| Data shown |
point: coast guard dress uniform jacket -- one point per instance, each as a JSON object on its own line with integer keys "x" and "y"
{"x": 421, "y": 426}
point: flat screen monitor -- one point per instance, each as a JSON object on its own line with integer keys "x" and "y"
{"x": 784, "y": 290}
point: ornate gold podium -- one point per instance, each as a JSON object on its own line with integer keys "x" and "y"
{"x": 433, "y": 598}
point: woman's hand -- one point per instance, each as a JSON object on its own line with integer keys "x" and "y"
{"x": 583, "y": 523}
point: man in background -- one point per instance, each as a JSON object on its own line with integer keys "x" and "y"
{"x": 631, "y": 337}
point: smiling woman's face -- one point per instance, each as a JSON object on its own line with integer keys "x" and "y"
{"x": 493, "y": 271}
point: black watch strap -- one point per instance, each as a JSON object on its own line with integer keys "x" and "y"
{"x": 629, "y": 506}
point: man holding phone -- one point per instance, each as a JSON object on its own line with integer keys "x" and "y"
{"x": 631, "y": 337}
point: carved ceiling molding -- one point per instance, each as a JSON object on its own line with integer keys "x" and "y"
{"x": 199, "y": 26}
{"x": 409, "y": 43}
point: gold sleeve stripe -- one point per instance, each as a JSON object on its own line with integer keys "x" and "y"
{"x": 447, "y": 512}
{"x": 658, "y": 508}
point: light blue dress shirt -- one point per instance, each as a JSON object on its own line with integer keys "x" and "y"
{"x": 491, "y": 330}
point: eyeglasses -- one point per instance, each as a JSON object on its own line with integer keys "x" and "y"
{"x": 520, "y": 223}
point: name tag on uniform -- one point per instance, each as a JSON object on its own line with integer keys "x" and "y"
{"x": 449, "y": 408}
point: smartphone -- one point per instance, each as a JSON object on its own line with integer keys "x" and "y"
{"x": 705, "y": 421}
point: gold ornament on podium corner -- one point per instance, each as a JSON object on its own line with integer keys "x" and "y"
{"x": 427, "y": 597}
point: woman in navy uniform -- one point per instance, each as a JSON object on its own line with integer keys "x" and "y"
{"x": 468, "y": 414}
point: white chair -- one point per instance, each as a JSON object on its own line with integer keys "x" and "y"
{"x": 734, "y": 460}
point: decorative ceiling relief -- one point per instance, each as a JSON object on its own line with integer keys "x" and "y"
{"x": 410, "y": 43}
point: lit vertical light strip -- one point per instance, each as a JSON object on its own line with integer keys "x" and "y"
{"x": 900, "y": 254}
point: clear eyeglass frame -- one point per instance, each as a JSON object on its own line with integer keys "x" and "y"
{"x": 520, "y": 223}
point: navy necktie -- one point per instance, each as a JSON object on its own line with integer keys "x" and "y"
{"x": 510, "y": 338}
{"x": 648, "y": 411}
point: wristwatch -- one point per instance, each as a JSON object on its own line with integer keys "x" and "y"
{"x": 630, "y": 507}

| Action item |
In the answer, the listing above should be restated word for word.

| Answer |
point: coast guard dress uniform jacket -- one point per instance, each as a JSON object on its own line with integer keys "x" and "y"
{"x": 421, "y": 426}
point: flat screen monitor -- one point per instance, each as a JSON object on its own line with integer keys "x" and "y"
{"x": 784, "y": 290}
point: ornate gold podium -- one point per instance, each as a JSON object on its own line with integer keys "x" and "y"
{"x": 433, "y": 598}
point: woman's hand -- one point per instance, each as a JSON object on its own line with integer keys "x" and "y"
{"x": 583, "y": 523}
point: man in background -- one point per instance, each as a JSON object on its own line with integer keys "x" and "y"
{"x": 631, "y": 337}
point: smiling woman's face -- one point per instance, each as a JSON object on its own line with integer keys "x" and "y"
{"x": 493, "y": 271}
point: black watch strap -- one point per instance, each as a JSON object on its own line with integer keys "x" and "y"
{"x": 629, "y": 506}
point: man holding phone -- one point per instance, each as a JSON object on its own line with integer keys "x" and "y"
{"x": 631, "y": 337}
point: carved ceiling molding -- one point per instance, each as a JSON object on its own line with integer keys "x" and "y"
{"x": 199, "y": 26}
{"x": 409, "y": 43}
point: gold sleeve stripe -- one point per instance, each as a JSON object on its own line with integer keys "x" and "y"
{"x": 447, "y": 512}
{"x": 658, "y": 508}
point: light blue dress shirt -- one point per instance, each as a JSON object on its own line with integer keys "x" and "y"
{"x": 491, "y": 330}
point: eyeglasses -- one point per instance, each as a JSON object on its own line with integer keys "x" and "y"
{"x": 520, "y": 223}
point: name tag on uniform -- one point per instance, each as a JSON object on its own line with integer keys "x" and "y"
{"x": 449, "y": 408}
point: smartphone -- one point per instance, each as a JSON object on its own line with integer keys "x" and "y"
{"x": 705, "y": 421}
point: gold ornament on podium corner -- one point per instance, each as a JSON object on its own line with integer keys "x" and "y"
{"x": 427, "y": 597}
point: woman in navy uniform -- one point per instance, each as a JSON object on its own line with integer keys "x" and "y"
{"x": 468, "y": 414}
point: white chair -- one point per instance, each as a JSON object on its own line with integer keys "x" and "y"
{"x": 734, "y": 460}
point: decorative ceiling relief -- one point per instance, each as a JSON object on its own line with integer keys "x" and "y"
{"x": 410, "y": 43}
point: lit vertical light strip -- one point per instance, each as a JSON object on its own line with integer keys "x" and "y"
{"x": 900, "y": 254}
point: clear eyeglass frame -- one point per instance, each as a JSON object on its own line with integer keys "x" and "y"
{"x": 520, "y": 223}
point: navy necktie -- one point per instance, each as a JSON object on its own line with integer keys "x" and "y"
{"x": 510, "y": 338}
{"x": 648, "y": 411}
point: wristwatch -- one point per instance, each as a JSON object on its own line with integer keys "x" and "y"
{"x": 630, "y": 507}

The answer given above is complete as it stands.